:: SUPPLIED ENTRIES

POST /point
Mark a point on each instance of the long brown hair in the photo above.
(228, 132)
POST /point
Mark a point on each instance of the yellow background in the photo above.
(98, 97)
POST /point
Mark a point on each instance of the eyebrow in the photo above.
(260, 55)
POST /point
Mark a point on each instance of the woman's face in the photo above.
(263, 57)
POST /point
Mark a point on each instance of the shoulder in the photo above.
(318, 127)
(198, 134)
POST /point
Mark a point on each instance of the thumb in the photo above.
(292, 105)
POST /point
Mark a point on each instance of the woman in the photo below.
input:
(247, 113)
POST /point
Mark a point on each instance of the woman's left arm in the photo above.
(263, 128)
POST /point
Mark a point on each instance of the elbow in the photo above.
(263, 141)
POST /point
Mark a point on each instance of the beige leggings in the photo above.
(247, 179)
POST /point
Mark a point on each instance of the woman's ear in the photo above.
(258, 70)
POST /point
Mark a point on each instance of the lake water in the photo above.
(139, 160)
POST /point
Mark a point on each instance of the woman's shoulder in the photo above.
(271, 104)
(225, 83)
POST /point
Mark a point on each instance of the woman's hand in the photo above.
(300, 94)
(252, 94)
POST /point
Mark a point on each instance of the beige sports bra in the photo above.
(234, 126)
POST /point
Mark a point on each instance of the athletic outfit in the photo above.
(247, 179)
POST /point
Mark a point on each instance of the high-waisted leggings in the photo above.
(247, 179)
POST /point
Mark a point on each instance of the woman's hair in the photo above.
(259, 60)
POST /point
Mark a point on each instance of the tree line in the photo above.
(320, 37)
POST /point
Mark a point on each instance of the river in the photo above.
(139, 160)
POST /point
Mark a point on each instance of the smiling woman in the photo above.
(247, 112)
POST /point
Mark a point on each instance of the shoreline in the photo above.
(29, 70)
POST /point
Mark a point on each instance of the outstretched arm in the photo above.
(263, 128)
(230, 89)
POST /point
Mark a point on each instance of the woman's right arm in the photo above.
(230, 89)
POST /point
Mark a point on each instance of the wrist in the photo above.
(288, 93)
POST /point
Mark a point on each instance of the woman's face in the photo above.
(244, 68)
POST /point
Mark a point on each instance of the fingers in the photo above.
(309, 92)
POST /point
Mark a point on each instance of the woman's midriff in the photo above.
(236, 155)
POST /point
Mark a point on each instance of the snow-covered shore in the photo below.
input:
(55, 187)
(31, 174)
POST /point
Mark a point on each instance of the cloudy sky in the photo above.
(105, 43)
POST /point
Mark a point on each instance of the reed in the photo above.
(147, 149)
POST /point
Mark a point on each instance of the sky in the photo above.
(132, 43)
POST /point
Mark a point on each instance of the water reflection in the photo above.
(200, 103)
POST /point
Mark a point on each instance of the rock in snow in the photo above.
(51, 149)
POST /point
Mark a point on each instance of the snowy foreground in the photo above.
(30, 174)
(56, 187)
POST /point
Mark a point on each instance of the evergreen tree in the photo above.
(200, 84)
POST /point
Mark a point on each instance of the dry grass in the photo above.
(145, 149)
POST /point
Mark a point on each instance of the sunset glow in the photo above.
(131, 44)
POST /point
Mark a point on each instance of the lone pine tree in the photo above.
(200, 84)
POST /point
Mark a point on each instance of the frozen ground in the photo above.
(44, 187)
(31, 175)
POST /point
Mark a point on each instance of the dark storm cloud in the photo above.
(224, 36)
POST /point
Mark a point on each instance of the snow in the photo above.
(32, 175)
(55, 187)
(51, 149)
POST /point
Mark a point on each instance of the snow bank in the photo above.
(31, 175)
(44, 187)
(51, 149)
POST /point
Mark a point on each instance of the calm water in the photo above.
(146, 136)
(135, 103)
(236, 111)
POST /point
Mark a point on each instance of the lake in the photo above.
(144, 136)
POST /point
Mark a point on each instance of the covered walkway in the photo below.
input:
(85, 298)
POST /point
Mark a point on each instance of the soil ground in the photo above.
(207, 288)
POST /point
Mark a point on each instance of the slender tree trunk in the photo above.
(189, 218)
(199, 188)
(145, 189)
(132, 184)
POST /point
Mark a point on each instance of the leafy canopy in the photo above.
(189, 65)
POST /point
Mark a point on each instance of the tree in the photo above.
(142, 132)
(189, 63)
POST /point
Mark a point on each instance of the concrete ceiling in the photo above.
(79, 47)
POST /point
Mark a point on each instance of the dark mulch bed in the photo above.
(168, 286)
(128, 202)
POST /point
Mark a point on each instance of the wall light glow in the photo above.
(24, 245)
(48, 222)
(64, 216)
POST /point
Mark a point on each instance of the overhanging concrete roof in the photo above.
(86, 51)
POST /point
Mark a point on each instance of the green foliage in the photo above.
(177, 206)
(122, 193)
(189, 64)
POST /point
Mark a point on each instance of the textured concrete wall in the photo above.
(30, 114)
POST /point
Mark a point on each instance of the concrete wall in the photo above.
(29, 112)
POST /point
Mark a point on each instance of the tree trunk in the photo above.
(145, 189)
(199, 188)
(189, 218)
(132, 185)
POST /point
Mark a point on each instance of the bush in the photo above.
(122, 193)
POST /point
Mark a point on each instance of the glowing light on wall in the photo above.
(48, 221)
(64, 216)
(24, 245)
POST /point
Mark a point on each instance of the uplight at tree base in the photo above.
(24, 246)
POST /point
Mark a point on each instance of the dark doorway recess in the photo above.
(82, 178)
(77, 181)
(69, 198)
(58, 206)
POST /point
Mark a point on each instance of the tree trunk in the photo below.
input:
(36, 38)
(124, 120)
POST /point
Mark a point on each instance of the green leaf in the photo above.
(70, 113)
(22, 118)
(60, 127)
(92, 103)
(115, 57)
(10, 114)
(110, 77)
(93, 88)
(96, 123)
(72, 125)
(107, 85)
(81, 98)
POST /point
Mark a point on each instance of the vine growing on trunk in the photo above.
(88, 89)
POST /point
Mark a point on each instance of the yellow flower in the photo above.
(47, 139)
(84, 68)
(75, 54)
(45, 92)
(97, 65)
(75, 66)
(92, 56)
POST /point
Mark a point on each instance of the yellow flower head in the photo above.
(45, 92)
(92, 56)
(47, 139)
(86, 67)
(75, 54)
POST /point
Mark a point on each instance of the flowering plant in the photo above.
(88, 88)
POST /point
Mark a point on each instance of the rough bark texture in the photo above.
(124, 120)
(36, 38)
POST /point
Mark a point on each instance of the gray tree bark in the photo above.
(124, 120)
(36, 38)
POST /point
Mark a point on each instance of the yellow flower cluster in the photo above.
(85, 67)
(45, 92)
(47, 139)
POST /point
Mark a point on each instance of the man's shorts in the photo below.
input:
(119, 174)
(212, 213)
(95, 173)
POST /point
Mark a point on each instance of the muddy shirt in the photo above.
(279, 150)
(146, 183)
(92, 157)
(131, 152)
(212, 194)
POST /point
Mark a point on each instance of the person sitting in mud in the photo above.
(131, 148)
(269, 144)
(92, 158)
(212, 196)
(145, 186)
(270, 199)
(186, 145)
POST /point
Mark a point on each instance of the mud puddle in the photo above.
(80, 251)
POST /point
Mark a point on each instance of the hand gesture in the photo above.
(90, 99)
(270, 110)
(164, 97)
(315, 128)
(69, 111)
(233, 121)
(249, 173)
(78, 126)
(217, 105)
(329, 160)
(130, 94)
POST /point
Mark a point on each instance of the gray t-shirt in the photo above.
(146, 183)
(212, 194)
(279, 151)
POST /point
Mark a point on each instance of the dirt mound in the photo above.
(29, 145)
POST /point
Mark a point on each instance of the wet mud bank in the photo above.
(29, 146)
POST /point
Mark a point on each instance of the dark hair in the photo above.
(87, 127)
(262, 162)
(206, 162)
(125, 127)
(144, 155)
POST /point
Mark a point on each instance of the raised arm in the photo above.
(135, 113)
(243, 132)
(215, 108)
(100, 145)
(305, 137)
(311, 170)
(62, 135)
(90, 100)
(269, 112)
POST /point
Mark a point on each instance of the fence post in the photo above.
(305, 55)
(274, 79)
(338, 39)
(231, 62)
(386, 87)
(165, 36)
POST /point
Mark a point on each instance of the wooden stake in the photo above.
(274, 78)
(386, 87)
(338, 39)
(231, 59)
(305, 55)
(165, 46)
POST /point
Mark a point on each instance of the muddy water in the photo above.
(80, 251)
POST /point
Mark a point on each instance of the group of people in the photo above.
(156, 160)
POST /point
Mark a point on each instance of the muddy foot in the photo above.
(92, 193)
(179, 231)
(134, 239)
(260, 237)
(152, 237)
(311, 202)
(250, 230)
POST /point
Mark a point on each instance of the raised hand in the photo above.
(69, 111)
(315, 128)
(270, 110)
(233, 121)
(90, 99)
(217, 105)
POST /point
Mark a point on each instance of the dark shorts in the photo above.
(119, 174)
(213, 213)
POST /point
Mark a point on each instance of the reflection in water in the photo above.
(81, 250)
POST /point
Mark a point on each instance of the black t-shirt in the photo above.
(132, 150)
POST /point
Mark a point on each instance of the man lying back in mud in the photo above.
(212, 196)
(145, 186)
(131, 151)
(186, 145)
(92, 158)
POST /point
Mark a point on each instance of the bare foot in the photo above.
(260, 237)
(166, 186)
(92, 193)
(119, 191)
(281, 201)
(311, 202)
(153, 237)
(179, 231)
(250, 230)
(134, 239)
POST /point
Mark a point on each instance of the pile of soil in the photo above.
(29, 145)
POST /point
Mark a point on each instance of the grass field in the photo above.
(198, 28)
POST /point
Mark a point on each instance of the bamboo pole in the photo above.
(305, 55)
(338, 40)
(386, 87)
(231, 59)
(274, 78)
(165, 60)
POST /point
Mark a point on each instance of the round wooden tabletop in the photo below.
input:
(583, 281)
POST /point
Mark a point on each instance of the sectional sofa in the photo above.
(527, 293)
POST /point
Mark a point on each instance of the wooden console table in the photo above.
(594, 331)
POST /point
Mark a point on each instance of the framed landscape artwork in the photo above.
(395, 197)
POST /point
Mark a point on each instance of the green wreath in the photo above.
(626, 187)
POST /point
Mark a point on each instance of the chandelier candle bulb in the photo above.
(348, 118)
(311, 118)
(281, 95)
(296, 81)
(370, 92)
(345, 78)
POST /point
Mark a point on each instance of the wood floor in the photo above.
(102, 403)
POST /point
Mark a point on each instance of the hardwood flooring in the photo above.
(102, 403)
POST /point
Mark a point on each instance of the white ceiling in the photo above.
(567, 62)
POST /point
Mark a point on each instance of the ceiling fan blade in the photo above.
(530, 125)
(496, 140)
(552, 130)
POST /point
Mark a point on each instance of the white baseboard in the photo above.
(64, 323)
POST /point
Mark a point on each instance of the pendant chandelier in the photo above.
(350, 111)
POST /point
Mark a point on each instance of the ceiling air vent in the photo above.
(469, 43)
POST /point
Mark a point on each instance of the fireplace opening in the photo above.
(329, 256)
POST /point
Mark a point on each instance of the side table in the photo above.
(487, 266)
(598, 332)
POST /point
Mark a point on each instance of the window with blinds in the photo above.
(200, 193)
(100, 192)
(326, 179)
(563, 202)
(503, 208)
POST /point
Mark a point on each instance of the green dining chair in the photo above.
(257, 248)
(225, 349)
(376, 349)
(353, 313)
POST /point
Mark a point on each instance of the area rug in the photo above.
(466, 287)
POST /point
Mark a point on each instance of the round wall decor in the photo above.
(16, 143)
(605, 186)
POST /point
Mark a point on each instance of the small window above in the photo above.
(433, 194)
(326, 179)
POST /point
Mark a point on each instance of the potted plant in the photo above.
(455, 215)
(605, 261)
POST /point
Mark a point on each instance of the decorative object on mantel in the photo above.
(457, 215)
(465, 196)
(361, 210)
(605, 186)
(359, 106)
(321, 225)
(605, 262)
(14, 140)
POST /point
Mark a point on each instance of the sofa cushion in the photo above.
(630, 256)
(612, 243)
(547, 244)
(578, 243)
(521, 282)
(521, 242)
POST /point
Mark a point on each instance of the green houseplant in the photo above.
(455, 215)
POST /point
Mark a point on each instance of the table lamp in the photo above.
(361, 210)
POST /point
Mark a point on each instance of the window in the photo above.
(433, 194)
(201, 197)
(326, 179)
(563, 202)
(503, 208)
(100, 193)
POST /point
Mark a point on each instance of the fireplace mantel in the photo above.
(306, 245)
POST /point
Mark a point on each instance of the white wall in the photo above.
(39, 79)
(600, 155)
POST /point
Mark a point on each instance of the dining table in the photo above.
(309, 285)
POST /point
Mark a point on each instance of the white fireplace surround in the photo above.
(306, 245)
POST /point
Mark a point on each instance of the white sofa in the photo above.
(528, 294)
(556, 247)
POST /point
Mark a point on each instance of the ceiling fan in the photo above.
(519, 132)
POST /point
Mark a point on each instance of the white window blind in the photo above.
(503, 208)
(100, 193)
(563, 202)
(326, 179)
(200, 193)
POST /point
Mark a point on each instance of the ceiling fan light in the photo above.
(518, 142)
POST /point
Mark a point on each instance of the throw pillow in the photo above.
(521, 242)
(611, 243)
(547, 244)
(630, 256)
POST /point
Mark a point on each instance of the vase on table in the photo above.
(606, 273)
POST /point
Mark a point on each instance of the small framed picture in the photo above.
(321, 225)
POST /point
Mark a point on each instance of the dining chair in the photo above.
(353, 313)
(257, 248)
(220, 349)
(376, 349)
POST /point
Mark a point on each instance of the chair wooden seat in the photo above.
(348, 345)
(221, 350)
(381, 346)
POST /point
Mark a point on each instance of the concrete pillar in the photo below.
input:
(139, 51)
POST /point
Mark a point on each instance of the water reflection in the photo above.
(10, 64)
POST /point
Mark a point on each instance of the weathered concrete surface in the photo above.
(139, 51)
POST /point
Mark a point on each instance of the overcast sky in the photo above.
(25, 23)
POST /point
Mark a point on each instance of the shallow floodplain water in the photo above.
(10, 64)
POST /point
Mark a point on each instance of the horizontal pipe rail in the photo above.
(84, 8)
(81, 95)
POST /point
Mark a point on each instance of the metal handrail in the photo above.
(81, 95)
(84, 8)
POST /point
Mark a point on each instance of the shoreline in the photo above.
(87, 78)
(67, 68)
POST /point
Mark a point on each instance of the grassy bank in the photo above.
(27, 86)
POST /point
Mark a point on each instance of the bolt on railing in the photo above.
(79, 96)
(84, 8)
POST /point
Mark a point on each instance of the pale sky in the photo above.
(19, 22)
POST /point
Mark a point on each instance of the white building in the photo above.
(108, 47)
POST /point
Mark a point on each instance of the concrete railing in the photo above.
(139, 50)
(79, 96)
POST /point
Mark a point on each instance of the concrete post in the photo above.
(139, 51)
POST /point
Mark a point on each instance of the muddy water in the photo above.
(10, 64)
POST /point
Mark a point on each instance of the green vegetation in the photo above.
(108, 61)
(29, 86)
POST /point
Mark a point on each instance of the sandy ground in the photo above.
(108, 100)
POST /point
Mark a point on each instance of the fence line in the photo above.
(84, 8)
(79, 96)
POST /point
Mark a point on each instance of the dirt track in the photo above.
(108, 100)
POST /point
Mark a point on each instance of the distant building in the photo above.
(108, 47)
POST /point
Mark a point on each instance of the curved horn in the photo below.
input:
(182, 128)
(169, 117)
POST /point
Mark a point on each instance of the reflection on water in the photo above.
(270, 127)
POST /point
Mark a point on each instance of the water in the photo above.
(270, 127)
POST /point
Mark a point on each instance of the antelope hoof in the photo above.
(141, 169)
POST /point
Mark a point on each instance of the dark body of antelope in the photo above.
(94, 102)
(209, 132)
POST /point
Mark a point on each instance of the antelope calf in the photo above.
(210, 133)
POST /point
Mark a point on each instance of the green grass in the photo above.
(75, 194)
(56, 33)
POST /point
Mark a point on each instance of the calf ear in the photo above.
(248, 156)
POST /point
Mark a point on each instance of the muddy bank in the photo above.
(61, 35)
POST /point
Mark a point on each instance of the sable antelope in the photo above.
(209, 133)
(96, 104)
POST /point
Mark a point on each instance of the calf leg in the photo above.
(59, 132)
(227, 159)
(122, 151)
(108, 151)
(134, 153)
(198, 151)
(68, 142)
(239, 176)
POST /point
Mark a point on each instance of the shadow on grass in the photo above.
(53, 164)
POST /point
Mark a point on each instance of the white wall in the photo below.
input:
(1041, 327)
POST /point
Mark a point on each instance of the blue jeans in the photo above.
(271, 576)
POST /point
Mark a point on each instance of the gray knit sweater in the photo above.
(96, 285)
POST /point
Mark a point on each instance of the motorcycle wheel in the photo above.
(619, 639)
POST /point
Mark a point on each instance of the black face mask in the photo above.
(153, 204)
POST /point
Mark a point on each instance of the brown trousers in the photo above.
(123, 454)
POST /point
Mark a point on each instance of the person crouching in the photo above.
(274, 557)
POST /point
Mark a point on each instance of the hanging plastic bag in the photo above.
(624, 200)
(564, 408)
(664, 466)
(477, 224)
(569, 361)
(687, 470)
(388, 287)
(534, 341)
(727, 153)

::::

_ACTIVITY_
Filter the entries down to the lines containing "covered". Copy each of those lines.

_WRITTEN ANSWER_
Mark a point on each instance of the snow-covered shore in the photo below.
Mark a point on each instance of the covered walkway in the photo below.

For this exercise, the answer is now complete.